** WRITTEN PROBLEM **
Copy out each of the following entries verbatim, line for line.

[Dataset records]
========================================================================
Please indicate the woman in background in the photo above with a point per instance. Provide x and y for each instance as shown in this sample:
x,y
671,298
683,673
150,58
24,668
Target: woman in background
========================================================================
** OUTPUT OF THE TASK **
Please indicate the woman in background in the photo above with a point per instance. Provide x and y for each instance as shown in this sample:
x,y
671,298
683,673
150,58
24,668
Target: woman in background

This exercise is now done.